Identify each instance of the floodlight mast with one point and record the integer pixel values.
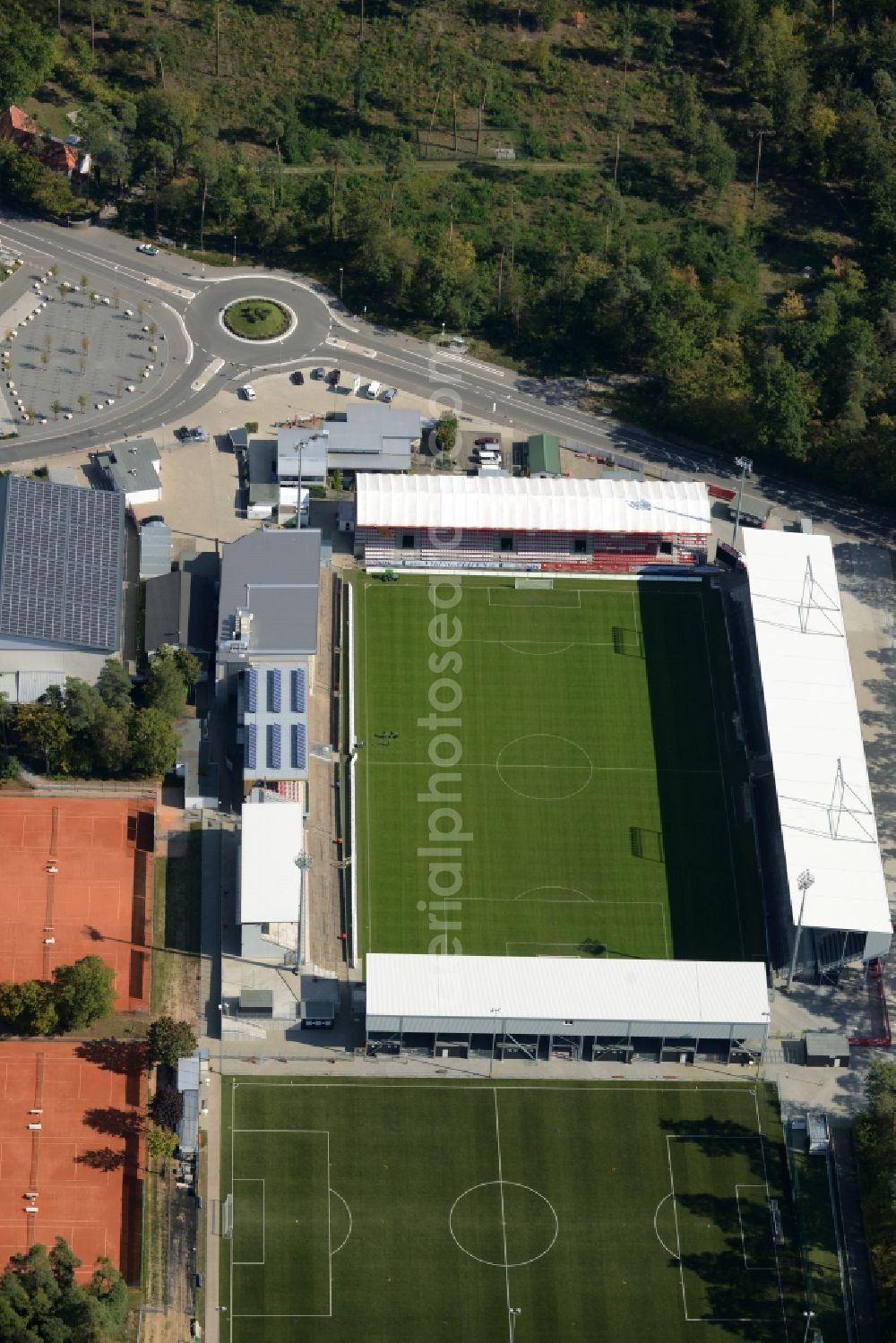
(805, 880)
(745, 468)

==

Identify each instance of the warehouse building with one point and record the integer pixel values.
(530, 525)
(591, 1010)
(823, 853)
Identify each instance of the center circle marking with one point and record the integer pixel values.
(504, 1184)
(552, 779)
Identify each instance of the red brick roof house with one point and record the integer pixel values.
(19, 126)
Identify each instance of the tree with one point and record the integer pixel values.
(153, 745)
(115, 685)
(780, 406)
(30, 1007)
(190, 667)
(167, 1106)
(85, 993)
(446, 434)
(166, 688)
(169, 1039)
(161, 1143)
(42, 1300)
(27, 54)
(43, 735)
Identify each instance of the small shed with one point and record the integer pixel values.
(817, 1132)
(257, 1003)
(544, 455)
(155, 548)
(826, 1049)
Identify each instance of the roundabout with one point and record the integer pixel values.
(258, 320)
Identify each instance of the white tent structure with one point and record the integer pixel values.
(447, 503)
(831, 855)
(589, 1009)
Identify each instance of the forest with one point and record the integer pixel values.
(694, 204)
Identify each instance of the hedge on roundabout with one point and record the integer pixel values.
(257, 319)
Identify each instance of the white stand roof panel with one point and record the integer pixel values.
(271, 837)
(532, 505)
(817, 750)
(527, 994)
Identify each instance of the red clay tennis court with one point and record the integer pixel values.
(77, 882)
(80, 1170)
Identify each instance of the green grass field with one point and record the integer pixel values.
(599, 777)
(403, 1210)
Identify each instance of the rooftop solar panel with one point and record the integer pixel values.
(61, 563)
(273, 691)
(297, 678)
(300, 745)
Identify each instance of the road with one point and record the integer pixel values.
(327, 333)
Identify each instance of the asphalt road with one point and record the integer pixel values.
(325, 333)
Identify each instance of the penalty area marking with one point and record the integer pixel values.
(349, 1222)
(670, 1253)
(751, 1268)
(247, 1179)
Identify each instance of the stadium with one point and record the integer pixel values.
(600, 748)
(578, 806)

** Directive **
Rewrite the listing from the line with "Identify each instance of the roundabout" to the line with "(403, 1210)", putting "with a single point" wherever "with one point" appears and keeping everything else unchanged.

** Expected answer **
Identify each instance of the roundabout with a single point and record the integer pixel values.
(258, 320)
Identify each instance of the white tent structure with a single point and record the integer pixel values.
(447, 503)
(831, 855)
(589, 1009)
Identify each instance of the forest with a single point and record the integer pixel values.
(694, 204)
Identify each instance of the hedge on roundabout with a single point and record the integer pixel values.
(257, 319)
Identify each instance of the white stand roof panel with a single point and record the integer pixel values.
(271, 837)
(532, 505)
(817, 750)
(527, 994)
Identify each instance of the red clay tennis court with a single point and record the integer pixel values.
(77, 882)
(80, 1170)
Identify each instance of the green grass field with a single point and record the integer pixel values.
(599, 777)
(403, 1210)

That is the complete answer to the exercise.